* Given exercise: Copy each of the records below word for word, changing nothing.
>> Begin
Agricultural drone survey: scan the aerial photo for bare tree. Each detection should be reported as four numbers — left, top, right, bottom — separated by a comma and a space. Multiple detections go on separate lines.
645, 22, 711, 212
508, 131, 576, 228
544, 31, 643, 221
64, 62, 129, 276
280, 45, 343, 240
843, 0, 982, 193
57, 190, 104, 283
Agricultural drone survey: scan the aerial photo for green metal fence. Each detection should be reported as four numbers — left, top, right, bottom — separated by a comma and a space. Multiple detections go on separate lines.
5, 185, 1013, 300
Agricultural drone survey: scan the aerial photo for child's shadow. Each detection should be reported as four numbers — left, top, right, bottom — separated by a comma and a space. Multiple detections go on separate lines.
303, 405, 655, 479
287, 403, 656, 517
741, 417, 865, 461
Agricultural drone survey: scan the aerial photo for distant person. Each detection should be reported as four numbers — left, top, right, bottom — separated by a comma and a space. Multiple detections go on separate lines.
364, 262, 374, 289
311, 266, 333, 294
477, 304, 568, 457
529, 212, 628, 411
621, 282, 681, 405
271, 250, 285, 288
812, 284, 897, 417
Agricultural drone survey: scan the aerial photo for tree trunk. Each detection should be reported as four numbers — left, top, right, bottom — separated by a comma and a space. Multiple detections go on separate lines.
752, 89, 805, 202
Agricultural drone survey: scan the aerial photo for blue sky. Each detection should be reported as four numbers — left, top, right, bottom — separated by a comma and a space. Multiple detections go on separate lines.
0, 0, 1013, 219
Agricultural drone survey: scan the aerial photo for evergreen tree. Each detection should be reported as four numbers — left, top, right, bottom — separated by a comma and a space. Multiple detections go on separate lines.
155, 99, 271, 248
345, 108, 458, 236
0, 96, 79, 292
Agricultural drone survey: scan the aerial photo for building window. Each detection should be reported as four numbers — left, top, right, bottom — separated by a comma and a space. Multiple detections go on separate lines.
>> End
* Full response:
Agricultural drone survey: scan the aerial photo for bare tree. Each detection should be reported as four numbers — left, top, right, bottom — separated by a comma and a space. Multiple detections go on separate lines.
645, 22, 711, 212
508, 131, 576, 228
544, 31, 643, 221
64, 62, 129, 276
280, 45, 343, 240
843, 0, 982, 193
57, 190, 104, 283
Agricultural drone survey: scan the aerial photo for green metal fence. Each detection should be reported as four numbers — left, top, right, bottom — separated by a comma and a space. Multiple detections go on separate lines.
5, 185, 1013, 300
Agricultural drone survey: scan the aerial photo for child's shadow. Each detection should be reported as four numbers — left, top, right, bottom — separated by a comma and a space. Multiple detections go on separate lines.
303, 405, 655, 479
287, 403, 656, 517
741, 417, 865, 461
Agricultural drone survey: scan the aerial photo for distant person. Each detection should be reported as four numbers — left, top, right, bottom — separated by a comma and a space. Multiple detections go on separate lines.
364, 262, 374, 289
311, 266, 333, 294
477, 304, 568, 457
529, 212, 628, 411
621, 282, 681, 405
271, 250, 285, 288
812, 284, 897, 417
Agricultural drone survey: scan the aerial photo for tree trunk. Each detection should be reported as four numbers — left, top, right, bottom — separated by a comma and a space. Multiple detections go on separate lines.
752, 89, 805, 202
Agricultural drone survey: scan the aerial photo for blue sky. Each detection should be reported as four numbers — left, top, right, bottom — separated by a comma and a space. Multiple detections go on separate lines.
0, 0, 1013, 219
Agricultural drone survey: scan the aerial photo for evergreen tree. Each detection should be reported as four numbers — left, top, right, bottom — separated by a comma and a space. Multiple detections go on separate lines.
155, 99, 271, 248
345, 108, 458, 236
0, 96, 79, 292
Agricultural drone survey: scan the aerial photo for building window. Each detection should be reported as four numbers — left, top, right, bottom — separated by a comma and a space. Multiple detections go on separate lines.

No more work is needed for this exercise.